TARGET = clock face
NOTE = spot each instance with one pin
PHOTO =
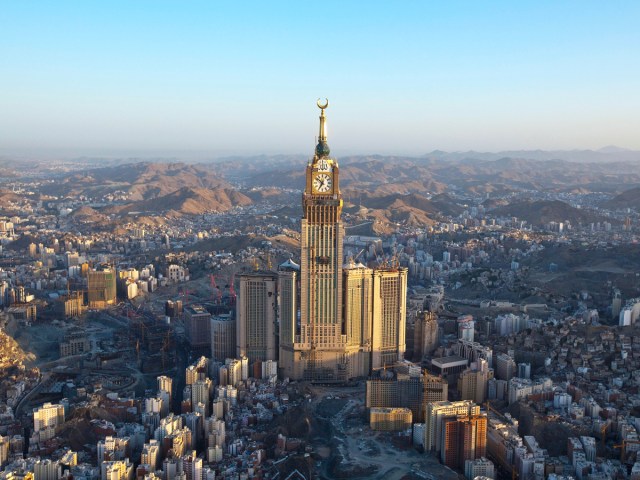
(323, 166)
(322, 183)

-- Short problem --
Rewrite the records above as a Markdown table with the columns Row and Line, one row per line, skipping any blank lines. Leave the pictures out.

-- Solution to this task --
| Row | Line |
|---|---|
| 1 | TARGET = clock face |
| 2 | NOTE = spot each instance with one pin |
| 3 | PHOTO = |
| 4 | (323, 166) |
| 5 | (322, 183) |